== What to work on ==
a) Name each wave of fan studies that the blog post on studying fans describes, along with what that wave does.
b) Write the next part of the blog post on studying fans, picking up after the quoted passage from Gray and his coauthors.

** begin Document extract **

Why Study Fans?

Feb 17, 2013 by

Why Study Fans?
[The following consists of my thoughts as informed by the Introduction to Fandom: Identities and Communities in a Mediated World, by Gray, et. al. (2007, NYU Press).]

In the last post, I addressed some of my reasons for focusing on popular culture as a subset of my academic life. In this post, I’d like to examine the reasons that I study fans of popular culture, as well.

Fandom seems trivial to a lot of people, and fans themselves are often objects of ridicule. People who do not identify themselves as fans often identify fans with the etymology of the term and cast them as “fanatics.” Fans are those other people over there, the strange ones who cannot tell reality from fantasy, who spend their time and money on frivolous pursuits and “weird” hobbies like dressing up in costumes or stealing other people’s characters to write stories because they aren’t creative enough to come up with their own.

As scholars of fan studies, we come up against these biases often in explaining (justifying) our work. But fandom is not merely an aberration, something on the fringes of our culture. Instead, fandom offers a microcosm of our culture and a way to begin inquiry into movements and constructions that affect the world as a whole.

The first wave of fan studies focused on all of the positives of fandom, celebrating it as the resistant movement of the disempowered. The second wave explored how fan hierarchies mirrored those in the larger social and cultural world. The third wave, which (as with feminism) we are now in, chooses to examine fandom through the lens of modernity to capture “fundamental insights into modern life” (Gray, et al. 9).

Everyone is a fan of something. However, focusing on the triviality of which some accuse fandom, Jonathan Gray and his coauthors ask

“How can a focus on pleasure and entertainment be justified at the end of what will enter history books as a century of violence, driven by rapid social, cultural, economic and technological change, and with the twenty-first century set to follow the same trajectory? What contribution can the study of fandom make to a world faced with war, ethnic conflicts, widening inequality, political and religious violence, and irreversible climate change, among other disasters?” (Gray, et. al., 1.)

** end Document extract **
** begin Dataset excerpts **

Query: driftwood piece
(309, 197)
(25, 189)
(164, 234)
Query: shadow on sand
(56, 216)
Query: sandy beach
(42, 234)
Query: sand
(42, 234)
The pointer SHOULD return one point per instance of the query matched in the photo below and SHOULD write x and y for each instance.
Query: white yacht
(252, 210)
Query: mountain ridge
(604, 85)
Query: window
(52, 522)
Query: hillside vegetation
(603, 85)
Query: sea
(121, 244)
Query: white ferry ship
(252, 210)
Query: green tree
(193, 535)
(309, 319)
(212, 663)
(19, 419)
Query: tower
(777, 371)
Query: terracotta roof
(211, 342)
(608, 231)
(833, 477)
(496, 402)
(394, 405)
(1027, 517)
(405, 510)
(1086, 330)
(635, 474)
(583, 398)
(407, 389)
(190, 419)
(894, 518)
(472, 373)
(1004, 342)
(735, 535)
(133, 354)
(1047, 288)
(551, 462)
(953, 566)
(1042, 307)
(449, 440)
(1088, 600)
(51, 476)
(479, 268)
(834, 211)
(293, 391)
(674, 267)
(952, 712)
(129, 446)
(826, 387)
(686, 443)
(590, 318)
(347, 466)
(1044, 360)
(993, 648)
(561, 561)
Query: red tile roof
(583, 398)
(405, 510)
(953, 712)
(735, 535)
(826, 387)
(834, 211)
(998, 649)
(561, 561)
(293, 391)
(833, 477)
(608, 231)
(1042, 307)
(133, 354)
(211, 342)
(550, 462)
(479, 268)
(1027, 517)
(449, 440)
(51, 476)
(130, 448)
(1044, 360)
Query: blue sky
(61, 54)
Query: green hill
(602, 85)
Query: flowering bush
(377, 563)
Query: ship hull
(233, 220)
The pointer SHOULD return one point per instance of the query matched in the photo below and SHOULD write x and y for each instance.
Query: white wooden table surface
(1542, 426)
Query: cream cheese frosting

** end Dataset excerpts **

== Responses by task ==
a)
- First wave: focused on the positives of fandom, celebrating it as the resistant movement of the disempowered.
- Second wave: explored how fan hierarchies mirrored those in the larger social and cultural world.
- Third wave (the one we are now in): examines fandom through the lens of modernity to capture "fundamental insights into modern life."

b)
As a cultural scholar working within a paradigm of critical theory, these are important questions to me, as I suspect they are to most cultural and fan scholars. The answer, ultimately, is a simple one: what studying fandom can give us is a deeper understanding about the way in which we relate to others and how we read the texts that make up our worlds. Fandom studies offers insight into connections between fan social structures and overarching social and cultural transformations in the world.

Fandom is becoming an integral part of modern life–it directly affects global patterns of consumption, communication, identification and creation. This integral site–the way everyone knows what fans do and probably knows at least a couple of people engaged in fandom practices–means we should look at fandom more closely. Critical studies requires us to question ourselves and our world, and fans offer us an avenue into that questioning.

Modern life moves through mediated spaces, and everyone has something to which they find themselves reacting with emotional engagement–a favorite show or book, the news, politics, sports, a theoretical approach, a faith. Rational discourse is not what often draws people to a cause–mass mediation forces far quicker reactions than that. We, as a society, are looking for something to which we can emotionally relate, something to which we can bond, others with whom we can form connections whether the basis is a cause or a public or a community. By giving us a concrete object of study, then, fandom offers us a window into the “mediated world at the heart of our social, political and cultural realities and identities” (Gray, et al, 12).

And that is not trivial at all.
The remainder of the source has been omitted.